What the task asks = Put every line of the items below into a numbered list, leaving out any blank lines.

-- Start --

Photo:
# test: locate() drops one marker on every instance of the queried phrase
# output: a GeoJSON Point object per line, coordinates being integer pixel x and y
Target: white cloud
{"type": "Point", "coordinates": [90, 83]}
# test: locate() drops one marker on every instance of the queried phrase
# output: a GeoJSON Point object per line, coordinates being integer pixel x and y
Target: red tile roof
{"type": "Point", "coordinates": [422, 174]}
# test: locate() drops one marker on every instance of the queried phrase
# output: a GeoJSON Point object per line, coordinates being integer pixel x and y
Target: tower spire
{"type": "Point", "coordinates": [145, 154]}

-- End --

Problem solution =
1. Photo:
2. # test: locate() drops one marker on every instance of the queried phrase
3. # output: a GeoJSON Point object per line, coordinates being integer pixel x and y
4. Target: white cloud
5. {"type": "Point", "coordinates": [90, 83]}
6. # test: locate() drops one marker on every instance of the queried phrase
7. # output: a GeoJSON Point object per line, coordinates being integer pixel x and y
8. Target: red tile roof
9. {"type": "Point", "coordinates": [422, 174]}
10. # test: locate() drops one marker on every instance of the queried phrase
11. # output: a GeoJSON Point object per line, coordinates being integer pixel x and y
12. Target: tower spire
13. {"type": "Point", "coordinates": [145, 154]}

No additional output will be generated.